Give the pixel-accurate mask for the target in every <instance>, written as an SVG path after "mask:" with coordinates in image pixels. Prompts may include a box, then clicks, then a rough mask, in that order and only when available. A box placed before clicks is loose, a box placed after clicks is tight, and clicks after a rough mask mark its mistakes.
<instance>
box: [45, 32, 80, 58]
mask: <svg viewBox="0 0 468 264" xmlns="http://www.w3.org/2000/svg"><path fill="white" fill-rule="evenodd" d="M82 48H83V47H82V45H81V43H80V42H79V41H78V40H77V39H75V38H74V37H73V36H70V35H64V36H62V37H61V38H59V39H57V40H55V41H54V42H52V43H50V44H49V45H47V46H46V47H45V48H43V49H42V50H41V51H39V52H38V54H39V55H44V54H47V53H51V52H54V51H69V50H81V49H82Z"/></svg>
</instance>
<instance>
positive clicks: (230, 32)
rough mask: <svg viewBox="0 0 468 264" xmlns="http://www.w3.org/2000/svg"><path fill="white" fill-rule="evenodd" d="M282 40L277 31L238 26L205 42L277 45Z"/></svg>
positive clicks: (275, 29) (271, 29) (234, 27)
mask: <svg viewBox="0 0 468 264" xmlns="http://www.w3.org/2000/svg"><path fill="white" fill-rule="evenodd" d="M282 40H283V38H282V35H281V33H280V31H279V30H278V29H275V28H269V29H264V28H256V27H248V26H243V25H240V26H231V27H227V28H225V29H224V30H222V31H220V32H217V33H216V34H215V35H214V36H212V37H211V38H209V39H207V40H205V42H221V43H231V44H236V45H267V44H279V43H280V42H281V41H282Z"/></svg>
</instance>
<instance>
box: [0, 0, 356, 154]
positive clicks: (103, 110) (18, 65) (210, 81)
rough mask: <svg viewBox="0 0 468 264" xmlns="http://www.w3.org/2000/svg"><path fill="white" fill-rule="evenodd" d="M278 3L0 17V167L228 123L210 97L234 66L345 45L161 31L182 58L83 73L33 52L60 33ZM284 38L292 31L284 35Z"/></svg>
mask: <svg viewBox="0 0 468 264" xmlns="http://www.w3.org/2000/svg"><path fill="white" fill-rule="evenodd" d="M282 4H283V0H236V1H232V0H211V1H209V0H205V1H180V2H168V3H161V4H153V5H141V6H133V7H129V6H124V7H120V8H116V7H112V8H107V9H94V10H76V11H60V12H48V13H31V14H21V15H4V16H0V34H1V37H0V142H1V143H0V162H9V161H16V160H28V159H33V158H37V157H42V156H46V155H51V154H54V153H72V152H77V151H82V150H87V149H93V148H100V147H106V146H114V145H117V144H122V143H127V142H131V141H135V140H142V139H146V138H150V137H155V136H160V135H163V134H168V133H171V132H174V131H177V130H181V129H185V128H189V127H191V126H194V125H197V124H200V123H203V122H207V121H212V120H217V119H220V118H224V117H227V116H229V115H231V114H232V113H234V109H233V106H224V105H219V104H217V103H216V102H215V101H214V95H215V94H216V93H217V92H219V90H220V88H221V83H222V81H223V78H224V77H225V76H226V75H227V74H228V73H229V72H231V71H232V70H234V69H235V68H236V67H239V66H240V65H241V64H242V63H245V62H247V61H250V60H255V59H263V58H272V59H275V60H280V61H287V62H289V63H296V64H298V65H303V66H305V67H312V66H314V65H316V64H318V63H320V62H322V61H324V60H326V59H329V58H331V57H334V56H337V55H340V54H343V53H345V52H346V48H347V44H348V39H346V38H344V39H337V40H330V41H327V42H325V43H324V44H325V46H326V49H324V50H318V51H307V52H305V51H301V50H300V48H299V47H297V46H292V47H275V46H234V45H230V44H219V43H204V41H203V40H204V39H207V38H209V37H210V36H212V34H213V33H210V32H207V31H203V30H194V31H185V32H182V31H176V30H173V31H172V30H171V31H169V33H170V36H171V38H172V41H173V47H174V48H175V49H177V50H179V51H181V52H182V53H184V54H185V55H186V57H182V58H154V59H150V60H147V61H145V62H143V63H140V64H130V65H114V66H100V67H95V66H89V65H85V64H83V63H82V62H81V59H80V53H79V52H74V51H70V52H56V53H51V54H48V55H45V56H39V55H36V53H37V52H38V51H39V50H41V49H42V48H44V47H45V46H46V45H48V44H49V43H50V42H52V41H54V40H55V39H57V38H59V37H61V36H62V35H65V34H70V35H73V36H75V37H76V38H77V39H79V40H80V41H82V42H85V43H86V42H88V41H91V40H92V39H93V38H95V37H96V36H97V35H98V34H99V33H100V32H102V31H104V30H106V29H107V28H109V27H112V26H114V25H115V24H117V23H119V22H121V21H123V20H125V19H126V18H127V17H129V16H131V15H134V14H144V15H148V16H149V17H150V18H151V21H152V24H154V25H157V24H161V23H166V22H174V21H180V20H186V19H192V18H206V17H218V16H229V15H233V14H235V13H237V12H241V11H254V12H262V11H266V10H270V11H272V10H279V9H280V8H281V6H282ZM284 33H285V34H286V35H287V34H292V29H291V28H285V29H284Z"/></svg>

→ **Work instructions**: Render every line of the records above as a Markdown table with the columns Number and Line. Give one row per line and leave out blank lines.

→ **Response box**:
| Number | Line |
|---|---|
| 1 | Give the pixel-accurate mask for the target in every <instance>, written as an SVG path after "mask:" with coordinates in image pixels. Prompts may include a box, then clicks, then a rough mask, in that order and only when available. A box placed before clicks is loose, a box placed after clicks is tight, and clicks after a rough mask mark its mistakes. |
| 2 | <instance> |
| 3 | box: [45, 32, 80, 58] |
| 4 | mask: <svg viewBox="0 0 468 264" xmlns="http://www.w3.org/2000/svg"><path fill="white" fill-rule="evenodd" d="M82 48H83V47H82V45H81V43H80V42H79V41H78V40H77V39H75V38H74V37H73V36H70V35H64V36H62V37H61V38H59V39H57V40H55V41H54V42H52V43H50V44H49V45H47V46H46V47H45V48H43V49H42V50H41V51H39V52H38V54H39V55H44V54H47V53H51V52H54V51H69V50H81V49H82Z"/></svg> |
| 5 | </instance> |
| 6 | <instance> |
| 7 | positive clicks: (230, 32) |
| 8 | rough mask: <svg viewBox="0 0 468 264" xmlns="http://www.w3.org/2000/svg"><path fill="white" fill-rule="evenodd" d="M282 40L277 31L238 26L205 42L277 45Z"/></svg> |
| 9 | positive clicks: (275, 29) (271, 29) (234, 27) |
| 10 | mask: <svg viewBox="0 0 468 264" xmlns="http://www.w3.org/2000/svg"><path fill="white" fill-rule="evenodd" d="M282 40H283V38H282V35H281V33H280V31H279V30H278V29H275V28H269V29H264V28H256V27H248V26H243V25H240V26H231V27H227V28H225V29H224V30H222V31H220V32H217V33H216V34H215V35H214V36H212V37H211V38H209V39H207V40H205V42H221V43H231V44H236V45H267V44H279V43H280V42H281V41H282Z"/></svg> |
| 11 | </instance> |
| 12 | <instance> |
| 13 | box: [0, 0, 356, 154] |
| 14 | positive clicks: (103, 110) (18, 65) (210, 81) |
| 15 | rough mask: <svg viewBox="0 0 468 264" xmlns="http://www.w3.org/2000/svg"><path fill="white" fill-rule="evenodd" d="M278 3L0 17V167L228 123L210 97L234 66L345 45L161 31L182 58L83 73L33 52L60 33ZM284 38L292 31L284 35Z"/></svg> |
| 16 | mask: <svg viewBox="0 0 468 264" xmlns="http://www.w3.org/2000/svg"><path fill="white" fill-rule="evenodd" d="M282 4H283V0H236V1H232V0H211V1H209V0H205V1H180V2H168V3H161V4H153V5H141V6H133V7H129V6H124V7H120V8H116V7H112V8H107V9H94V10H76V11H60V12H48V13H31V14H21V15H4V16H0V34H1V37H0V142H1V143H0V162H9V161H16V160H28V159H33V158H37V157H42V156H46V155H51V154H54V153H72V152H77V151H82V150H87V149H93V148H100V147H106V146H114V145H117V144H122V143H127V142H131V141H135V140H142V139H146V138H150V137H155V136H160V135H163V134H168V133H171V132H174V131H177V130H181V129H185V128H189V127H191V126H194V125H197V124H200V123H203V122H207V121H212V120H217V119H220V118H224V117H227V116H229V115H231V114H232V113H234V109H233V106H224V105H219V104H217V103H216V102H215V101H214V95H215V94H216V93H217V92H219V90H220V88H221V83H222V81H223V78H224V77H225V76H226V75H227V74H228V73H229V72H231V71H232V70H234V69H235V68H236V67H239V66H240V65H241V64H242V63H245V62H247V61H250V60H255V59H263V58H272V59H275V60H280V61H287V62H289V63H296V64H298V65H303V66H305V67H312V66H314V65H316V64H318V63H320V62H322V61H324V60H326V59H329V58H331V57H334V56H337V55H340V54H343V53H345V52H346V48H347V44H348V39H346V38H344V39H337V40H330V41H327V42H325V43H324V44H325V46H326V49H324V50H318V51H307V52H305V51H301V50H300V48H299V47H297V46H292V47H275V46H234V45H230V44H219V43H204V41H203V40H204V39H207V38H209V37H210V36H212V34H213V33H210V32H207V31H203V30H194V31H185V32H182V31H176V30H173V31H172V30H171V31H169V33H170V36H171V38H172V41H173V47H174V48H175V49H177V50H179V51H181V52H182V53H184V54H185V55H186V57H182V58H154V59H150V60H147V61H145V62H143V63H140V64H130V65H114V66H100V67H95V66H89V65H85V64H83V63H82V62H81V59H80V53H79V52H74V51H70V52H56V53H51V54H48V55H45V56H39V55H36V53H37V52H38V51H39V50H41V49H42V48H44V47H45V46H46V45H48V44H49V43H50V42H52V41H54V40H55V39H57V38H59V37H61V36H62V35H65V34H70V35H73V36H75V37H76V38H77V39H79V40H80V41H82V42H85V43H86V42H88V41H91V40H92V39H93V38H95V37H96V36H97V35H98V34H99V33H100V32H102V31H104V30H106V29H107V28H109V27H112V26H114V25H115V24H117V23H119V22H121V21H123V20H125V19H126V18H127V17H129V16H131V15H134V14H144V15H148V16H149V17H150V18H151V21H152V24H154V25H157V24H161V23H166V22H174V21H180V20H186V19H192V18H206V17H218V16H229V15H233V14H235V13H237V12H241V11H254V12H262V11H266V10H270V11H272V10H279V9H280V8H281V6H282ZM284 33H285V34H286V35H287V34H292V29H291V28H285V29H284Z"/></svg> |